* _What you should do_:
Write out the listing again word for word, from the line containing "back, one point per instance." down to the line containing "[[369, 409], [862, 341]]", including both of those lines. Leave out any pictures.

* _Source records_:

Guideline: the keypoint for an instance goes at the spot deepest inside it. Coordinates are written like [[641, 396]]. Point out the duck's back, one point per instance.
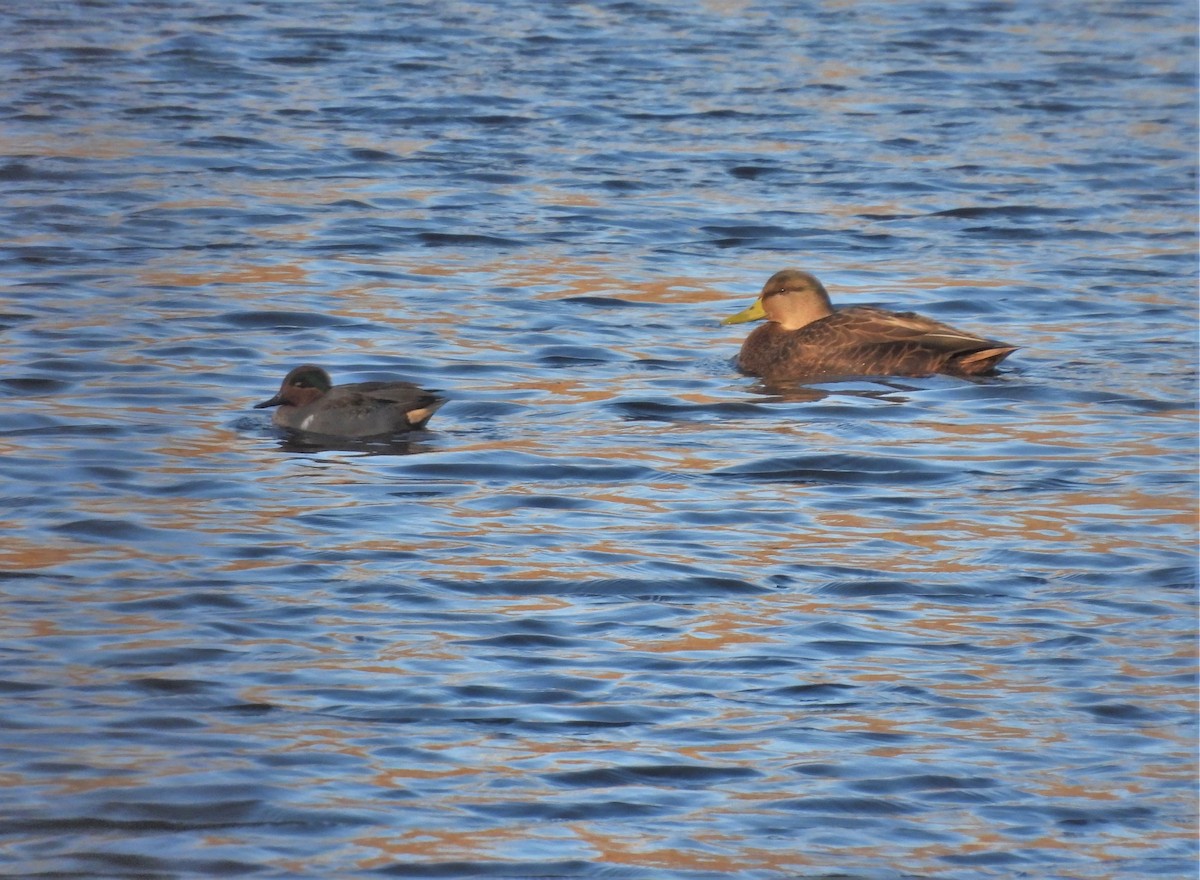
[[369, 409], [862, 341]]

==

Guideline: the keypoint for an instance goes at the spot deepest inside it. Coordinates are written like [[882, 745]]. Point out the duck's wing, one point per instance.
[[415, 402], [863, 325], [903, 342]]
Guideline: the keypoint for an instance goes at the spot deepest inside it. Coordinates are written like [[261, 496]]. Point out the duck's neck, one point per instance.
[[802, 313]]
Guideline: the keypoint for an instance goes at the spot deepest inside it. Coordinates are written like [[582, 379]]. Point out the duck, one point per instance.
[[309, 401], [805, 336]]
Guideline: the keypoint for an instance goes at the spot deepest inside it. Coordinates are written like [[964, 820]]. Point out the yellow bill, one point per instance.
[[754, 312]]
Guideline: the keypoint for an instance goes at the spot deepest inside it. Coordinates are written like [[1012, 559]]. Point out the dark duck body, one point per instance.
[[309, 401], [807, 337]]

* _Response_:
Guideline: the keypoint for an instance goes at the spot deepest inside it. Coordinates are written like [[641, 396]]. Point out the duck's back, one point per instance.
[[369, 409], [862, 341]]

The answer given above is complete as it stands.